> **Work order**
Every line of the entries below that mentions "instance" is to be copied out.

> **The input**
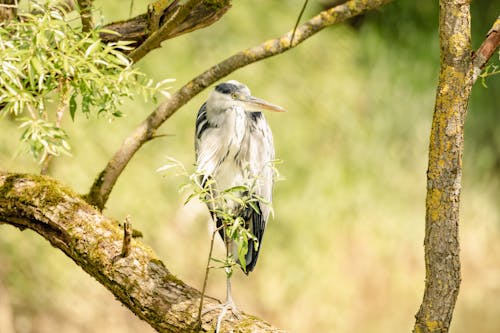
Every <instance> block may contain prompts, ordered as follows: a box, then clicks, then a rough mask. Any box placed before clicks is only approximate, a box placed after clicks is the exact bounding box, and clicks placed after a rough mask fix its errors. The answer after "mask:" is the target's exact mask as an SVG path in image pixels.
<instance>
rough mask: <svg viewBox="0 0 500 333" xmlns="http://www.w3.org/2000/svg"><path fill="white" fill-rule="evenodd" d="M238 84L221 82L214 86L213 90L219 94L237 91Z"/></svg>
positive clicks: (234, 91)
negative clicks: (237, 84) (219, 83)
mask: <svg viewBox="0 0 500 333" xmlns="http://www.w3.org/2000/svg"><path fill="white" fill-rule="evenodd" d="M238 89H239V88H238V86H237V85H235V84H232V83H227V82H225V83H221V84H218V85H217V86H215V91H218V92H220V93H221V94H231V93H234V92H236V91H238Z"/></svg>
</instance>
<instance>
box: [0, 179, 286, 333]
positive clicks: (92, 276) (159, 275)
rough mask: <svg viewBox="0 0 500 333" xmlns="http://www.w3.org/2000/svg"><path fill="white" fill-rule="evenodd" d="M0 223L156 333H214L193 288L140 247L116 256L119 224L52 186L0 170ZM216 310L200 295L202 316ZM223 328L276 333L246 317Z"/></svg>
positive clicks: (132, 247) (64, 189)
mask: <svg viewBox="0 0 500 333" xmlns="http://www.w3.org/2000/svg"><path fill="white" fill-rule="evenodd" d="M0 224H10V225H13V226H15V227H17V228H19V229H21V230H24V229H31V230H33V231H35V232H37V233H38V234H40V235H41V236H42V237H44V238H45V239H47V240H48V241H49V242H50V243H51V244H52V246H54V247H56V248H58V249H60V250H61V251H63V252H64V253H65V254H66V255H67V256H68V257H70V258H71V259H72V260H73V261H74V262H75V263H76V264H77V265H79V266H80V267H81V268H82V269H83V270H84V271H85V272H87V273H88V274H89V275H91V276H92V277H94V278H95V279H96V280H97V281H99V283H101V284H102V285H103V286H105V287H106V288H107V289H108V290H109V291H111V292H112V293H113V295H114V296H115V297H116V298H117V299H118V300H119V301H120V302H121V303H122V304H124V305H125V306H126V307H128V308H129V309H130V310H131V311H132V312H133V313H135V314H136V315H137V316H138V317H139V318H141V319H143V320H145V321H146V322H148V323H149V324H150V325H151V326H152V327H154V328H155V329H156V330H157V331H158V332H200V331H201V332H206V331H212V332H213V330H214V327H215V325H216V321H217V316H218V313H217V311H207V312H206V314H205V315H203V316H202V322H201V327H199V325H198V320H197V318H198V306H199V304H200V297H201V293H200V292H199V291H198V290H196V289H194V288H192V287H190V286H188V285H187V284H185V283H184V282H182V281H180V280H179V279H177V278H176V277H175V276H174V275H173V274H172V273H170V272H169V271H168V269H167V268H166V267H165V265H164V264H163V262H162V261H160V260H159V259H158V258H157V256H156V255H155V254H154V252H153V251H152V250H151V249H150V248H149V247H147V246H146V245H144V244H142V243H141V242H140V241H137V240H135V239H132V240H131V242H130V243H129V244H128V245H127V246H128V247H129V249H128V255H127V256H122V252H123V251H122V247H123V231H122V229H121V228H120V227H119V225H118V223H117V222H115V221H113V220H111V219H109V218H107V217H105V216H103V215H102V214H101V213H100V212H99V211H98V210H96V209H95V208H94V207H92V206H91V205H89V204H88V203H87V202H85V201H84V200H83V199H82V198H81V197H80V196H78V195H77V194H75V193H73V192H72V191H71V190H69V189H68V188H66V187H64V186H63V185H61V184H59V183H58V182H57V181H55V180H53V179H51V178H49V177H45V176H34V175H22V174H8V173H2V172H0ZM2 227H3V226H2ZM217 304H218V301H217V300H215V299H213V298H207V297H205V300H204V310H206V309H211V308H213V307H214V305H217ZM222 329H223V331H224V332H229V331H234V332H279V330H278V329H277V328H275V327H272V326H271V325H270V324H268V323H266V322H264V321H262V320H261V319H258V318H256V317H254V316H250V315H247V314H243V315H242V317H241V318H240V319H235V318H228V320H226V321H224V326H223V328H222Z"/></svg>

> **Exercise result**
Every <instance> block may contain prompts, ordered as follows: a box, then clicks, then a rough mask. Any box placed before clicks is only approximate, a box placed after clicks is the exact bounding box, and clicks placed after a rough mask fix its errors. The answer after "mask:" is the target's exact mask as an SVG path in image pixels.
<instance>
</instance>
<instance>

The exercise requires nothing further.